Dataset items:
────────────────────────────────────────
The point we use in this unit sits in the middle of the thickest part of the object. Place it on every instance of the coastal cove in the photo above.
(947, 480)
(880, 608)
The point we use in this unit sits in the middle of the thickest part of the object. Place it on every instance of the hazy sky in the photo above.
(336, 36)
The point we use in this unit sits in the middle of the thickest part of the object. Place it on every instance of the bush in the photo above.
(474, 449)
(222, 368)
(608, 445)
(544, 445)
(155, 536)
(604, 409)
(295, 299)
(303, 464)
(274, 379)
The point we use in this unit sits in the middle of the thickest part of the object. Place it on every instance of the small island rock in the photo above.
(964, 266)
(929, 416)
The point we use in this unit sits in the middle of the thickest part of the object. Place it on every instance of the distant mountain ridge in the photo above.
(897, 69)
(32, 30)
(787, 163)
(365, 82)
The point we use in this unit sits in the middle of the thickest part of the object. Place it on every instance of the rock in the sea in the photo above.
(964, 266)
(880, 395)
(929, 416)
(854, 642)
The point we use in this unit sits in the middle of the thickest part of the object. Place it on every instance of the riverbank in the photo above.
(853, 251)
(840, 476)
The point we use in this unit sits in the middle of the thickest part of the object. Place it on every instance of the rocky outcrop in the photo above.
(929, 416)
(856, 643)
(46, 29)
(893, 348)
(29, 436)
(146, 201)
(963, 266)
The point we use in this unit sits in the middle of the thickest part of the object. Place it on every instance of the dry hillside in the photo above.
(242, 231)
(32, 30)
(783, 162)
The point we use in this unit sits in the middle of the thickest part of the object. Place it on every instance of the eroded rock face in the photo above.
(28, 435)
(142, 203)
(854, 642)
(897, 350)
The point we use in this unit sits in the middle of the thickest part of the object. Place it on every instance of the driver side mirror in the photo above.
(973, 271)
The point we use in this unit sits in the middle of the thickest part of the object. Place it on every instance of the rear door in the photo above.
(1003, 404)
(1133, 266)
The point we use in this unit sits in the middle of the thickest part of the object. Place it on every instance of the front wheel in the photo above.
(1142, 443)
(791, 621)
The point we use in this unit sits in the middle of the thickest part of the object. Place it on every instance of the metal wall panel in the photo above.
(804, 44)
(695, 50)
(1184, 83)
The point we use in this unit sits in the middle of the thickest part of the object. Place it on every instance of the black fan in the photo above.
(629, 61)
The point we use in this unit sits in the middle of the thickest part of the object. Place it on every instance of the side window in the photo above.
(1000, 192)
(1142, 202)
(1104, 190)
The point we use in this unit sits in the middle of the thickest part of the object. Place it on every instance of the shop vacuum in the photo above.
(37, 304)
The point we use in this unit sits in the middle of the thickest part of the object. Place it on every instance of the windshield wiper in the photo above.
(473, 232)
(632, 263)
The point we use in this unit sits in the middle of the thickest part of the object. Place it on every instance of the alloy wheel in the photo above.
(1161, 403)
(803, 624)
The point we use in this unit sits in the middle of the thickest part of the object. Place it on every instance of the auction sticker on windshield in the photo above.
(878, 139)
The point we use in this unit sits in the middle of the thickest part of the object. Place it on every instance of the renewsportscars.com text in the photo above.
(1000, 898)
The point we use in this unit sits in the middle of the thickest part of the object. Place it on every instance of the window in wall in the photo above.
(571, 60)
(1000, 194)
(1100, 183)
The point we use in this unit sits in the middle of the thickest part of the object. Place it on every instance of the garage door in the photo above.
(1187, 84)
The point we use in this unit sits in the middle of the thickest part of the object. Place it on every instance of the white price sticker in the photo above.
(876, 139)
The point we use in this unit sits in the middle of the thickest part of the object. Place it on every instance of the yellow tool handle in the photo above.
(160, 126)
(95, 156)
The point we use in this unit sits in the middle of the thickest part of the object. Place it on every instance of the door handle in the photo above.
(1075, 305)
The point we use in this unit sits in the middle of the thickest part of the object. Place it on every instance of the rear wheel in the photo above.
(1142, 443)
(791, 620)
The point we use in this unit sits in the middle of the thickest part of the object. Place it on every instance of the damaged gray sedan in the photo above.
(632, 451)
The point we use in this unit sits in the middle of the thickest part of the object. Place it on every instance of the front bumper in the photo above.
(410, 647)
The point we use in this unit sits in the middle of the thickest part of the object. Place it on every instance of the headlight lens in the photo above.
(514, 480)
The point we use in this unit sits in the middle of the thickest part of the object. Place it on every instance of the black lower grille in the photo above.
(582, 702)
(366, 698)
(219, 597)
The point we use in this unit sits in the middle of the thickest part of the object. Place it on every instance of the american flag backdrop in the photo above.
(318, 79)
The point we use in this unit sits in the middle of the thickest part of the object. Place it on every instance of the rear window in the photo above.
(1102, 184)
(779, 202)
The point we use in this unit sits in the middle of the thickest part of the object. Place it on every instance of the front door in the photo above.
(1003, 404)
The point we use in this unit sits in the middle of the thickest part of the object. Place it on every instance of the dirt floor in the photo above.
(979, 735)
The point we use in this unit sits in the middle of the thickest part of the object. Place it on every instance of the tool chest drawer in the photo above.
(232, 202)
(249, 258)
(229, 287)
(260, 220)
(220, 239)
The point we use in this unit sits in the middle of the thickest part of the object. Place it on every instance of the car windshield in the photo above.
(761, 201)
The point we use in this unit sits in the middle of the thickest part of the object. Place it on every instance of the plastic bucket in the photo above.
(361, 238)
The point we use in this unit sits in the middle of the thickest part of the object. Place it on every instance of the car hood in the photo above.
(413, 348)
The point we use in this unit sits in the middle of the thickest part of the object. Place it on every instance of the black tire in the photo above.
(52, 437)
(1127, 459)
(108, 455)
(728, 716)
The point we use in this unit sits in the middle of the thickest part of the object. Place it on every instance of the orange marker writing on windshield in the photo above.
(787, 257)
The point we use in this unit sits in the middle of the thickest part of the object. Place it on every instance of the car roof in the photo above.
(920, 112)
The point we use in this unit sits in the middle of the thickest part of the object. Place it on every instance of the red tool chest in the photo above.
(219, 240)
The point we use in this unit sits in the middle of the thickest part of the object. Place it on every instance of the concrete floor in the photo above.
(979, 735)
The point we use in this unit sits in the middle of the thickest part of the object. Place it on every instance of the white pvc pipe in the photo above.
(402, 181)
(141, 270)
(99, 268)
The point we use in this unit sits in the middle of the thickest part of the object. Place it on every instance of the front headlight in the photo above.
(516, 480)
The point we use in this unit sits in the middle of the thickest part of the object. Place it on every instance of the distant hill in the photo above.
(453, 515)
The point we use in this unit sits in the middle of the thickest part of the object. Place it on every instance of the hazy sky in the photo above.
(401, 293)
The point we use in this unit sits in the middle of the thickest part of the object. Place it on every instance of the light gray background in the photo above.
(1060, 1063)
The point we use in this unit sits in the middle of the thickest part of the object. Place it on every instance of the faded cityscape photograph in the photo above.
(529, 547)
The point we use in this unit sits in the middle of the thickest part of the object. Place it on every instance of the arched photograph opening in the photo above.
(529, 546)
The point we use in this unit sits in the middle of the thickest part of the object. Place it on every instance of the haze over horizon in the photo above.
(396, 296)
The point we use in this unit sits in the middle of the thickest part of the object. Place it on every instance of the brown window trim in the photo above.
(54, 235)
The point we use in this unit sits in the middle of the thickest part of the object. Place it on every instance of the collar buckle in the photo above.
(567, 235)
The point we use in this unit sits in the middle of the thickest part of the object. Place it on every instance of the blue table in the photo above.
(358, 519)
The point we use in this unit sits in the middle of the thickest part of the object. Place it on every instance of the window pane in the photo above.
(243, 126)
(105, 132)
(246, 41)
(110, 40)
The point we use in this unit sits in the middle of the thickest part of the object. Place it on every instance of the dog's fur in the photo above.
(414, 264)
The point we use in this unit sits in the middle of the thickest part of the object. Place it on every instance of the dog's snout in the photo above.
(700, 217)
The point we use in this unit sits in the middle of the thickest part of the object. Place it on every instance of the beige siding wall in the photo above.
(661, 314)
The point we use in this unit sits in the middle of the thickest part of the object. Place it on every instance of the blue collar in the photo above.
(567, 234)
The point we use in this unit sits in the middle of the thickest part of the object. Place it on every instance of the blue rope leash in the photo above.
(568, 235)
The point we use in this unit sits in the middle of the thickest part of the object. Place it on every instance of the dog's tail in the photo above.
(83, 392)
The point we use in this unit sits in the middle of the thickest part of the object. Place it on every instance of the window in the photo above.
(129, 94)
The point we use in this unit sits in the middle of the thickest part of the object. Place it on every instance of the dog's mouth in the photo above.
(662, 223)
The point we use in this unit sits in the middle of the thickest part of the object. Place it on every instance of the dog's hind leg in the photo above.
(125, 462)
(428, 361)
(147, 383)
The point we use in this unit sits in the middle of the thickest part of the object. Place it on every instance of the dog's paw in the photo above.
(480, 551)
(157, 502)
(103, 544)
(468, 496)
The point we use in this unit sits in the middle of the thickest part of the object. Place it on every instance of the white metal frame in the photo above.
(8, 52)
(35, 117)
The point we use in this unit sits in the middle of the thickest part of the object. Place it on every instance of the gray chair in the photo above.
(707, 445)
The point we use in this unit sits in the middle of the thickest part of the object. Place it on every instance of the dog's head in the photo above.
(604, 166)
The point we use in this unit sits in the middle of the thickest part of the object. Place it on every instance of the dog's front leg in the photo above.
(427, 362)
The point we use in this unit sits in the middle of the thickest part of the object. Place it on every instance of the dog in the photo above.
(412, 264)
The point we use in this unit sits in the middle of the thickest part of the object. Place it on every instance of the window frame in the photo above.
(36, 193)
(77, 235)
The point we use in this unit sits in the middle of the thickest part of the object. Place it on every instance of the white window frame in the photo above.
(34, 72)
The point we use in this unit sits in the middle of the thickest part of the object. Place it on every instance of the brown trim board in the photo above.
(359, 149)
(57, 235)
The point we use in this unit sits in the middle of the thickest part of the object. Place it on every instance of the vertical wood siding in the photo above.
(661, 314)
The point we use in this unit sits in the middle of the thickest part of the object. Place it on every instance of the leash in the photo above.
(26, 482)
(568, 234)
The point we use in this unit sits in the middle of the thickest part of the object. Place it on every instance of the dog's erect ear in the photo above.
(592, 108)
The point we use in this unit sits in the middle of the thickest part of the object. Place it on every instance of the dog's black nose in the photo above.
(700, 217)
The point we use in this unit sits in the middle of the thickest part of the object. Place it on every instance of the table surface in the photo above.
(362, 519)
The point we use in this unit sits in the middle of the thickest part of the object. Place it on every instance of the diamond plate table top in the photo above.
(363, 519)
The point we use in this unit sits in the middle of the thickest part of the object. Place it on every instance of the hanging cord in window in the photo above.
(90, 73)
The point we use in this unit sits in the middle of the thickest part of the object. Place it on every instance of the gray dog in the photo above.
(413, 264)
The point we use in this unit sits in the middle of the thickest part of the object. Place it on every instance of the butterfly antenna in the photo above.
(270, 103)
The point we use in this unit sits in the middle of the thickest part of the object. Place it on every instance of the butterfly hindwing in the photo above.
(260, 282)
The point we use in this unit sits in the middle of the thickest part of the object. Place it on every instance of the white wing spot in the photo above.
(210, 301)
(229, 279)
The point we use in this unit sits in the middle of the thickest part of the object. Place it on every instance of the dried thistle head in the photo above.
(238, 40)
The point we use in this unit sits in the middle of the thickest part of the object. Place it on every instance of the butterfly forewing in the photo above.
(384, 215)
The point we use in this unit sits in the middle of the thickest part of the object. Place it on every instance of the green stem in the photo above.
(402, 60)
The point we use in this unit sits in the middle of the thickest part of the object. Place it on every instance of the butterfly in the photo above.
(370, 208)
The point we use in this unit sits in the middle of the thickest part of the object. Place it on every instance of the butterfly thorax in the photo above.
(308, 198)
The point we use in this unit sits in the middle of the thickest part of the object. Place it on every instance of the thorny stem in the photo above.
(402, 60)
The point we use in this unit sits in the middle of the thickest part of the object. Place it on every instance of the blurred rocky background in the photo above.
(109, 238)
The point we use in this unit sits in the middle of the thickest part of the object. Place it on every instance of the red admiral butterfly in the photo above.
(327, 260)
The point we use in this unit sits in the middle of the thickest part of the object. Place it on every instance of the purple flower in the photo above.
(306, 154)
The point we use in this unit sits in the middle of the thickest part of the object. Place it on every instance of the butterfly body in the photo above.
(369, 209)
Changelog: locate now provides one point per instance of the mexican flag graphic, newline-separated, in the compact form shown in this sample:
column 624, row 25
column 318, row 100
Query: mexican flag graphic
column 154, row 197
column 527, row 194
────────────────────────────────────────
■ Task ■
Copy exactly the lines that begin with the one containing "rocky background in the photo above." and continue to the end of the records, both included, and nothing more.

■ Response for this exercise ■
The point we use in this unit sits in the middle of the thickest part of the object. Place it on every instance of the blurred rocky background in the photo above.
(109, 238)
The point we use in this unit sits in the middle of the thickest part of the object. Place it on every instance of the red admiral butterfly in the photo above.
(327, 260)
The point we use in this unit sits in the middle of the thickest part of the object. Place it on every instance of the purple flower in the photo above.
(306, 154)
The point we use in this unit sits in the middle of the thickest part of the object. Place it on every instance of the butterfly body in the photo above.
(369, 209)
Changelog: locate now provides one point per instance of the mexican flag graphic, newline-separated, in the compact form shown in this sample:
column 624, row 25
column 318, row 100
Query: mexican flag graphic
column 154, row 197
column 527, row 194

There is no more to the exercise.